- _Your objective_:
Look through the entries below for the line that contains "If you could point at the metal", then set down that line and each one after it exactly, through the last.

- _Data for analysis_:
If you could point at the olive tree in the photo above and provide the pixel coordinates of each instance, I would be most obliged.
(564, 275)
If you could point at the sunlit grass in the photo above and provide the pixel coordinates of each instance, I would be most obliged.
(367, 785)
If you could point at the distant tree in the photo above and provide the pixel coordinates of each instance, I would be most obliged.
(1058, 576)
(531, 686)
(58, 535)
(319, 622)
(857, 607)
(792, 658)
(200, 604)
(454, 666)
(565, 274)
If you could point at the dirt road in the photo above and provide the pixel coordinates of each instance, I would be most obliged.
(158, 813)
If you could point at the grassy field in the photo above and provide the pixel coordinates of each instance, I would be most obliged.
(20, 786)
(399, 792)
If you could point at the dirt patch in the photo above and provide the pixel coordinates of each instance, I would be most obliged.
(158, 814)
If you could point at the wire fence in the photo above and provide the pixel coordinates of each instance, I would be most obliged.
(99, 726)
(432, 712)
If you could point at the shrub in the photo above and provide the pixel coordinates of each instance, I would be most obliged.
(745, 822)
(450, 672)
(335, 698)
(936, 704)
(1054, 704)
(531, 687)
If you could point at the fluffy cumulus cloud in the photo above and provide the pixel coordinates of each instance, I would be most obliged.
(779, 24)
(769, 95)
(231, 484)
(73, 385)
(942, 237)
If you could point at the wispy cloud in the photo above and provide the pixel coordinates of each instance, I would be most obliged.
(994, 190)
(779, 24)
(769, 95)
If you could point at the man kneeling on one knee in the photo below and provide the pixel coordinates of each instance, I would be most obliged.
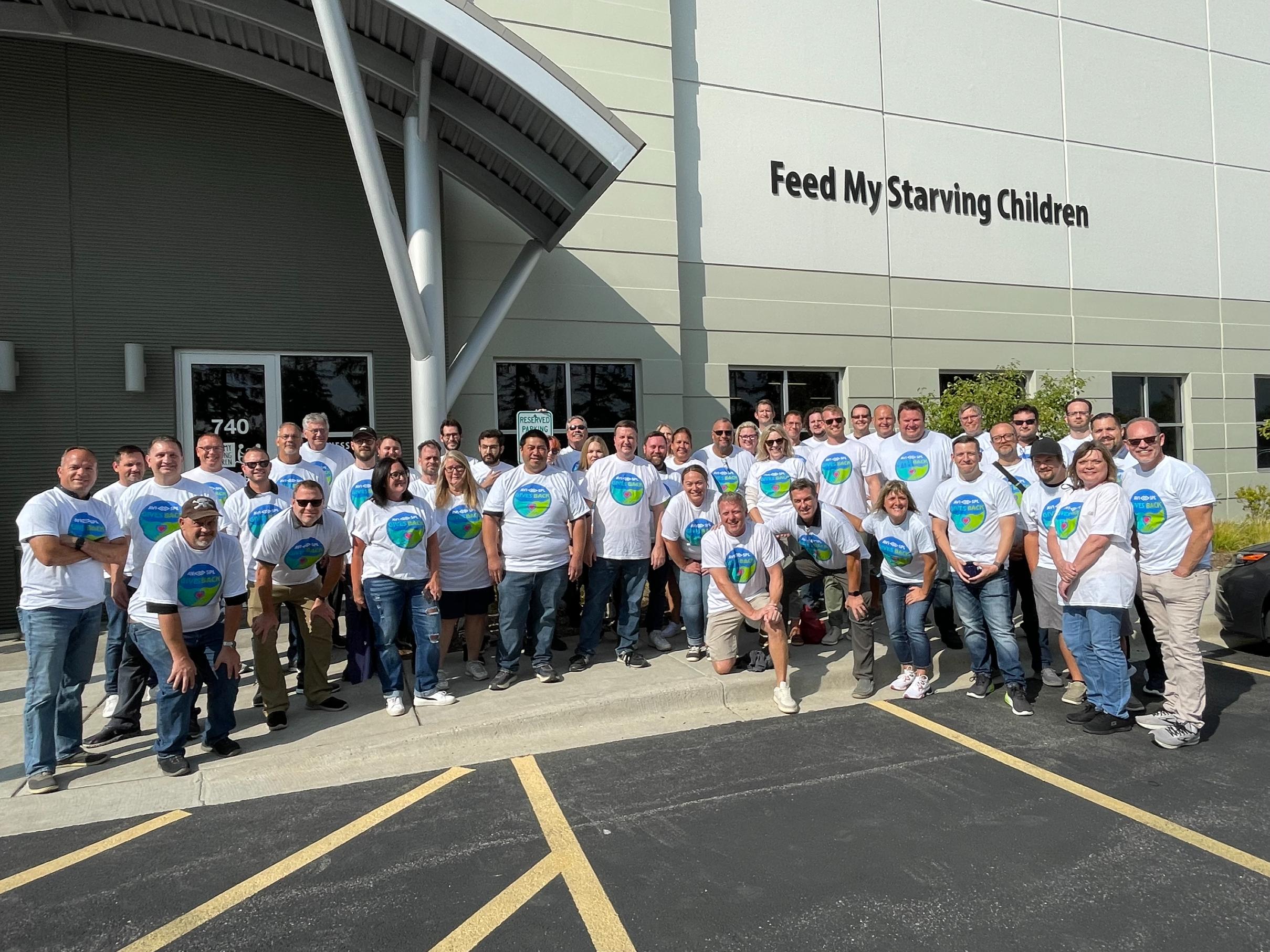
(746, 584)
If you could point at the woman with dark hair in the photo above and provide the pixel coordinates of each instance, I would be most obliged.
(1091, 544)
(396, 565)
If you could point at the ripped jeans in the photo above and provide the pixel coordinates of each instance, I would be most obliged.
(386, 599)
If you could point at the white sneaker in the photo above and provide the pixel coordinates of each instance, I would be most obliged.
(920, 689)
(905, 680)
(437, 699)
(785, 701)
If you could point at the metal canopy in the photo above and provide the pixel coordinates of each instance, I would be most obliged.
(512, 126)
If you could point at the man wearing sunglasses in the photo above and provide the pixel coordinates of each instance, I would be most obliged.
(1172, 513)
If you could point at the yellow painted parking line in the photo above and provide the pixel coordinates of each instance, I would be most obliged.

- _Response to the exercise_:
If you could point at the metal canopy in the photo above and provide the pixel coordinates of each instance, I would be most obliged.
(512, 126)
If you could point at the man wearing sunglasses in the photo above and provide the pixel coordinates of each instance, I would be most obliged.
(1172, 513)
If you could point at the yellow painted parking line in the photo above and provide the pixel coordinates of each instance, I would be most obliged.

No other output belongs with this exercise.